------ Extrait de page
Le 2 avril 2005, j’étais à Rome, où j’avais rendez-vous avec le Diable. J'étais venu là visiter la maison de Mario Praz, via Zanardelli. Praz était le plus grand érudit italien en ce qui concerne la littérature romantique et décadente du XIXème siècle. Alors que cette période était mal-aimée, fuie, abandonnée, Praz l’a décrite, exhumée, traduite, expliquée. Ce travail il l'a mené seul. Seul encore, dans la folie de son érudition, il s’est mis à tisser des ponts insensés entre les poèmes romantiques noirs, la peinture préraphaélite, la sculpture néo-classique et la décoration art nouveau du XIXème siècle – il y voyait une sublime agonie. Jusqu’à sa mort en 1982 (à 85 ans), Praz était un type réputé si étrange, pour ne pas dire malsain, si hanté par ses passions morbides qu’aucun romain n’osait plus prononcer son nom. Tout Rome (en dehors de Visconti qui lui vouait une inquiète fascination) s’était persuadé qu’il s’était établi là, dans la cité du Vatican, comme une sorte d’antéchrist, collectionnant en fétichiste tout ce qui touchait au Mal ou évoquait un érotisme malade. Depuis son Palais, il bravait les Papes. Le Diable incarné, pas seulement son thuriféraire.
La coïncidence est troublante, c’est en atterrissant ce jour-là à l’aéroport de Malpensa que j’appris la mort du Pape, survenue dans la matinée. La ville était paralysée, je regardais durant des heures à la télévision, sur toutes les chaînes, la longue procession des croyants venus se rendre spontanément au chevet du mort. J’ai traversé la ville vide le matin des funérailles, le son de la cérémonie sortait de toutes les maisons, si fort que ça en recouvrait le bruit des hélicoptères sécurisant le ciel autour du Vatican. Le lendemain, j’ai pu enfin pénétrer chez le Diable, entrer dans le Monde du silence. admirer sa collection d’objets d’art néo-classiques et de meubles Biedermeier.
Au printemps dernier, en résidence à Rome à l’invitation du festival Fotografia, le photographe Alec Soth (né à Minneapolis en 1969) s’est lancé dans une exploration de la ville avec dans la poche, pour seul aimant, un poème de Keats vieux de presque deux siècle : La Belle dame sans merci.
------------
• Consignes:
**A)** Entre quelles formes d'art du XIXe siècle Praz tisse-t-il des ponts, selon le texte sur Mario Praz ? Dressez-en la liste.
**B)** Reprenez le texte sur Mario Praz là où il s'arrête, en poursuivant le récit après sa dernière phrase.
Les enregistrements n'ont aucun lien avec le texte sur Mario Praz.
------ Entrées du corpus
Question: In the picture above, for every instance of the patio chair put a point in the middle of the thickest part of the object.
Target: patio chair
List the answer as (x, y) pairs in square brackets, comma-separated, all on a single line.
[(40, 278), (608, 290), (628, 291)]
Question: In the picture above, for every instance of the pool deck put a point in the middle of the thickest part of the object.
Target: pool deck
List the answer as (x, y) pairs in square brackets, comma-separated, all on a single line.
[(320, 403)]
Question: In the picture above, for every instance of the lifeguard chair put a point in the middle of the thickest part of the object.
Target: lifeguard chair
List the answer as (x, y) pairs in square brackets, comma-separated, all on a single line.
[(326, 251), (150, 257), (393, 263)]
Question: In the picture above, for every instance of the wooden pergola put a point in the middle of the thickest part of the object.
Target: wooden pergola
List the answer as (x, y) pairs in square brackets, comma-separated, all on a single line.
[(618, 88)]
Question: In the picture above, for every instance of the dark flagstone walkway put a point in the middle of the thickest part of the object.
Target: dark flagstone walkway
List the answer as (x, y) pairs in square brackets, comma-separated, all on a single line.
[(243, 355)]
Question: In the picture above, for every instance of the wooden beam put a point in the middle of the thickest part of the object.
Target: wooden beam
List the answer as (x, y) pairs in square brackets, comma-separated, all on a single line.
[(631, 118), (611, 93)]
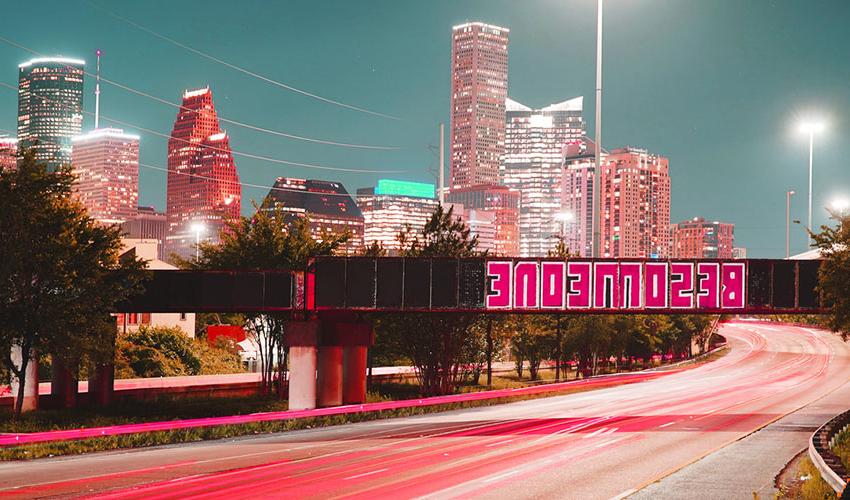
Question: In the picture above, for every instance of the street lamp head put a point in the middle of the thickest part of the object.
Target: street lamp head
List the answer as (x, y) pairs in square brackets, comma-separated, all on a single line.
[(811, 127)]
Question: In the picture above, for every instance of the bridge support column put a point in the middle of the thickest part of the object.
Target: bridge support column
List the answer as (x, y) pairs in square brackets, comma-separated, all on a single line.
[(30, 399), (330, 376), (64, 386), (302, 338)]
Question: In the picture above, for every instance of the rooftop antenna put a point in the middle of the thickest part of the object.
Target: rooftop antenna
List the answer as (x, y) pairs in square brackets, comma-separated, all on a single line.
[(97, 94)]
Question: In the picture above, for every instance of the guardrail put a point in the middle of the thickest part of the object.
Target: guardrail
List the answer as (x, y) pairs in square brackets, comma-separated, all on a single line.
[(820, 451)]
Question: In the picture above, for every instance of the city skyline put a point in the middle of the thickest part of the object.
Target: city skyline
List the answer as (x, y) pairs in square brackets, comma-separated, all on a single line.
[(718, 166)]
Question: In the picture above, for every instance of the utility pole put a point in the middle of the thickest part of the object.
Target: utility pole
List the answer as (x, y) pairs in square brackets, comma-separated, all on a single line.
[(597, 170), (441, 196)]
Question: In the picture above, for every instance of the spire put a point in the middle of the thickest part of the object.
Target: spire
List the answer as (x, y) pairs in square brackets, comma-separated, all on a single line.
[(97, 94)]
------------
• Réponses attendues:
**A)**
- les poèmes romantiques noirs
- la peinture préraphaélite
- la sculpture néo-classique
- la décoration art nouveau

**B)**
« I saw pale kings, and princes too,
Pale warriors, death pale were the all ;
Who cry’d – « La Belle Dame sans merci
Hat thee in thrall ! »
« Je vis de pâles rois, et des princes aussi, - de pâles guerriers, tous étaient pâles comme la mort, - et s’écriaient : « La Belle Dame sans merci – te tient en son pouvoir ! »
Ce poème, Soth l’a trouvé, tiens donc, en ouverture du chapitre 4 de la Chair, la Mort, et le Diable : le Romantisme Noir, la pièce essentielle de l'oeuvre critique de Mario Praz, publiée pour la première fois en 1930 (se trouve facilement en TEL Gallimard). Ah Soth aussi, donc... Bah, on ne vit au fonds que pour ce genre de correspondances.
Est-ce aussi pour cela que pour la première fois un livre de Soth me touche à ce point? Jusqu’ici, disons qu'il… m’intéressait (vous vous souvenez de ce que disaient les Cramps : « Si quelqu’un un jour à la sortie d’un concert nous disait qu’il nous a trouvé… intéressant, on lui ferait sa fête. Nous NE sommes PAS intéressants».) Je trouvais qu’il photographiait l’Amérique un peu comme un mec de 35-40 ans ayant appris par cœur les œuvres d’Eggleston ou de Stephen Shore et les soumettant désormais à une forme de froideur post-moderne.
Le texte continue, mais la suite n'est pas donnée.